-- START OF DOCUMENT SEGMENT --

Funny How?
I like to think that I'm a funny guy.
Not funny like a clown, or funny looking, though maybe that's true as well.
More that I try to add levity to whatever situation I find myself in. Especially stressful or overly serious ones.
In fact, I'd say that humour is how I deal with most things. It's a default fallback, a personality trait that I generated early on in my life because it's infinitely superior to have people laugh with you or because of you than at you.
But enough depressing recollections around my formative years.
What does this have to do with anything?
Well, this week I was in Sydney again for another Intentional Togetherness Gathering (ITG) with my wonderful team of engineers and fellow managers at Atlassian. This sort of thing shatters my normal patterns into tiny little pieces.
In other words, this post is filler.
Well, maybe that is unkind. It's just not structured or planned or anything like that. It's a stream of consciousness around a topic that I thought was worth exploring.
And that topic is humour.
Specifically, humour in the workplace.
I've recently started reading a book called Humour, Seriously by Jennifer Aaker and Naomi Bagdonas.
I'm not that far into it yet, but so far I recommend it. It's a pretty easy read, probably because the messages therein are delivered with a healthy dose of humour.
It would be pretty ironic if a book on humour in the workplace was dry and uninteresting, so it's almost like a self-proving theorem.

-- END OF DOCUMENT SEGMENT --

* **SET OF TASKS**:
1. Answer the following questions about the post on workplace humor.
(a) In which city was the writer attending a team gathering this week?
(b) What does the abbreviation ITG stand for?
(c) Who are the authors of the book Humour, Seriously?
2. Quote the post on workplace humor between "Well, maybe that" and "a self-proving theorem.", inclusive.

-- START OF DATASET --

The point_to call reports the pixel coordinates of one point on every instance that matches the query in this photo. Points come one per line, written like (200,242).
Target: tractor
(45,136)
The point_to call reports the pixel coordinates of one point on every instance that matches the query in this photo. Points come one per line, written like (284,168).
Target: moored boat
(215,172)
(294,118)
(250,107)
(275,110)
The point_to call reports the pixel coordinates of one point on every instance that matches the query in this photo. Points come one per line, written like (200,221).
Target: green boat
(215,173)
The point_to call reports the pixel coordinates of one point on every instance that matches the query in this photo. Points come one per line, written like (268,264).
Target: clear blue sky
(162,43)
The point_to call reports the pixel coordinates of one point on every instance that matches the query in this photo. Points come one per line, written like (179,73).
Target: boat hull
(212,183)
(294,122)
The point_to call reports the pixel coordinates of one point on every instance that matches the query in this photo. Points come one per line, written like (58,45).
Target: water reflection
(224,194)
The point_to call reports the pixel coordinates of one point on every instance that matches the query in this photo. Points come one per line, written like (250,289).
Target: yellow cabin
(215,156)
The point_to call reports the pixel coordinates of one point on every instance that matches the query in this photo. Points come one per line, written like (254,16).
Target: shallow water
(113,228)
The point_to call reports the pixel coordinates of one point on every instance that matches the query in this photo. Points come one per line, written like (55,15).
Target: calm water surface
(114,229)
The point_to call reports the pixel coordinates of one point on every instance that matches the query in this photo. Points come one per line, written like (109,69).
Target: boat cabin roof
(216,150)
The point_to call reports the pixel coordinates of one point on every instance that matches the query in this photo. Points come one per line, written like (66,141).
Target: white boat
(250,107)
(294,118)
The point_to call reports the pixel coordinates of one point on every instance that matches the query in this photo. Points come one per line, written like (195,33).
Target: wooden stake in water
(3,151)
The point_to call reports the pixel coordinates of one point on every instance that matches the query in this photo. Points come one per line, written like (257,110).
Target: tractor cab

-- END OF DATASET --

* **ANSWERS BELOW**:
1.
(a) Sydney
(b) Intentional Togetherness Gathering
(c) Jennifer Aaker and Naomi Bagdonas

2.
Well, maybe that is unkind. It's just not structured or planned or anything like that. It's a stream of consciousness around a topic that I thought was worth exploring.
And that topic is humour.
Specifically, humour in the workplace.
I've recently started reading a book called Humour, Seriously by Jennifer Aaker and Naomi Bagdonas.
I'm not that far into it yet, but so far I recommend it. It's a pretty easy read, probably because the messages therein are delivered with a healthy dose of humour.
It would be pretty ironic if a book on humour in the workplace was dry and uninteresting, so it's almost like a self-proving theorem.